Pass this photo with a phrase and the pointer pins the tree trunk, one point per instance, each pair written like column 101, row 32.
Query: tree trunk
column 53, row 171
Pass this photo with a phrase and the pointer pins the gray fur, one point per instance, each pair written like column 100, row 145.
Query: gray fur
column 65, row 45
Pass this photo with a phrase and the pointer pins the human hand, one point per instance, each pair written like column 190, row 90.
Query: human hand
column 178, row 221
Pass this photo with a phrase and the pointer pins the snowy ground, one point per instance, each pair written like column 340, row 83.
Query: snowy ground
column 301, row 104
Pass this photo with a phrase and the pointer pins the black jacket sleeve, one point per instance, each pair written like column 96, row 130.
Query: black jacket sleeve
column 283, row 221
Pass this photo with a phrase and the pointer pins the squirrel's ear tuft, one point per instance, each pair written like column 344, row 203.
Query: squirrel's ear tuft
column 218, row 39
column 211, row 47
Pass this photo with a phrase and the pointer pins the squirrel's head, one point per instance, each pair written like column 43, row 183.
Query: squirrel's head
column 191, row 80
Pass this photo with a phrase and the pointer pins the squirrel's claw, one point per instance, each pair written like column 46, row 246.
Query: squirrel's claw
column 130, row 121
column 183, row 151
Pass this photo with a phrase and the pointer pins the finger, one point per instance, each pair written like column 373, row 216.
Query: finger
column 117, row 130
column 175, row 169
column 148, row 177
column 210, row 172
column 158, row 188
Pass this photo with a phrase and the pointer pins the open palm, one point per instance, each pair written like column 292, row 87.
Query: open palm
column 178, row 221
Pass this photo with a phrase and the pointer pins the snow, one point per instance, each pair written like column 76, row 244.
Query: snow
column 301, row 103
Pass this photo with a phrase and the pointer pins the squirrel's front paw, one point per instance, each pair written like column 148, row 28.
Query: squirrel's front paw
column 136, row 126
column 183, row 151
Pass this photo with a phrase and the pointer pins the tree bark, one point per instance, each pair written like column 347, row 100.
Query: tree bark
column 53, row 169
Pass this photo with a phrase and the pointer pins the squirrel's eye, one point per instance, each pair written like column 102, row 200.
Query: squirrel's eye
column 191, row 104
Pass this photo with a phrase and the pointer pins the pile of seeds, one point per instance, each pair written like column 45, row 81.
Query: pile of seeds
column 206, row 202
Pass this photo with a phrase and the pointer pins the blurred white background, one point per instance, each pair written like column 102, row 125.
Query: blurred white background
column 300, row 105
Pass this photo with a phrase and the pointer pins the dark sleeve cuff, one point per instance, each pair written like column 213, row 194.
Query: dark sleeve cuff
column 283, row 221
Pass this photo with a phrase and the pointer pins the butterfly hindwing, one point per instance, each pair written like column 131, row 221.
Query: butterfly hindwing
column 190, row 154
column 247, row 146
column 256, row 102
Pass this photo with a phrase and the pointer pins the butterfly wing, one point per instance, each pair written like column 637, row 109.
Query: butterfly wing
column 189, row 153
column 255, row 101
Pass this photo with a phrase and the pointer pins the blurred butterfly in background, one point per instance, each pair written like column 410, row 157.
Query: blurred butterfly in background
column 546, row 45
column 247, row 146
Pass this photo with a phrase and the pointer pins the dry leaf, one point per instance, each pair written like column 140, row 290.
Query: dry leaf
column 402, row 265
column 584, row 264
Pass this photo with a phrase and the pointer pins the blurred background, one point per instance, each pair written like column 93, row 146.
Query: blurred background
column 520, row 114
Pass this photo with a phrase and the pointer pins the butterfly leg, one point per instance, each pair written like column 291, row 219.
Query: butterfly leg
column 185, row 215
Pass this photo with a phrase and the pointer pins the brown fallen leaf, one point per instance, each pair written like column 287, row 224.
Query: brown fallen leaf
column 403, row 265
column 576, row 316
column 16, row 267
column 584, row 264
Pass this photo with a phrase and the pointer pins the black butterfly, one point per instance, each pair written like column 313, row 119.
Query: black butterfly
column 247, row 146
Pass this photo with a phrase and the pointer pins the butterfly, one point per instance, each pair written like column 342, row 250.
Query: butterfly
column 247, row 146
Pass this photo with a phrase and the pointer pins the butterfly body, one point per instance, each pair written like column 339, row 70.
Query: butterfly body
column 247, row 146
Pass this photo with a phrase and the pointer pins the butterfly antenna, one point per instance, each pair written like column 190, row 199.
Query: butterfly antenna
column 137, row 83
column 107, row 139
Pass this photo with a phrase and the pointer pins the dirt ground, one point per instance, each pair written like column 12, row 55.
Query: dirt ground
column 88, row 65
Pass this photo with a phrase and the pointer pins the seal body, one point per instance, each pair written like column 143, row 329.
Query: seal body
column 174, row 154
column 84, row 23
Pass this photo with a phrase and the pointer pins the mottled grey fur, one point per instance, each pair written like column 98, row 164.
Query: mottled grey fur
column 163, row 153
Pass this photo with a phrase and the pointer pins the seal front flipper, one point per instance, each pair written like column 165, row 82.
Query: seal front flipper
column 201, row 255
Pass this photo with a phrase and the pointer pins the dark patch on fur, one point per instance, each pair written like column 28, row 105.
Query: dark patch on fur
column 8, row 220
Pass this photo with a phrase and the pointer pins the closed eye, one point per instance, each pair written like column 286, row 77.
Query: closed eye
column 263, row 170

────────

--- Problem requirements ---
Please format the lines from the one containing "286, row 77." through the end of the rows as a JSON list of strings, one string per line, leaving out any blank lines.

--- Task output ---
[
  "Pass this photo with a phrase and the pointer pins the closed eye, one point per instance, each pair written like column 286, row 77.",
  "Query: closed eye",
  "column 263, row 170"
]